■ **Required tasks**
#1 In the post about tiling a downstairs toilet, up to what height does the brother-in-law want the walls tiled?
#2 Reproduce the part of the post about tiling a downstairs toilet that begins at the words "I have been" and ends after "to store coats).".

■ **Excerpt provided**

========================

I have been asked to tile my brother-in-law's downstairs toilet (I've
never understood why they are called "cloakrooms" when they are not
used to store coats).

It is wallpapered at the moment. He would like it tiled to dado-rail
height and keep it wallpapered above this level. The one wall looks
pretty awful. The plaster has blown near the bottom of the wall, which
is one reason that he wants work done on the room.

When I tiled my own bathroom, one wall was not even and I had naively
hoped that I could use the adhesive to level out the imperfections in
the wall. I am not happy with the results to this day. I would like to
redo that one wall, when I get round to it.

I've learnt my lesson and I think the best thing to do would be to
make good the toilet wall before tiling. I think I could do any of the
following:

1. skim the wall with plaster
2. fit plasterboard to the wall.
3. fit plywood to the wall.

I know 9mm is not much but with this being a small toilet, I'm not
sure I would want to put plasterboard on the walls and make the room
any smaller. OTOH perhaps I am being silly to worry about 18mm?

========================

■ **Data lines**

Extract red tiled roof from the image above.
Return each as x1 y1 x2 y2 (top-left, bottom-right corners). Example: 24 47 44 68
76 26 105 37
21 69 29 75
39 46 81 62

========================

■ **Outputs for the tasks**
#1 To dado-rail height.

#2
I have been asked to tile my brother-in-law's downstairs toilet (I've
never understood why they are called "cloakrooms" when they are not
used to store coats).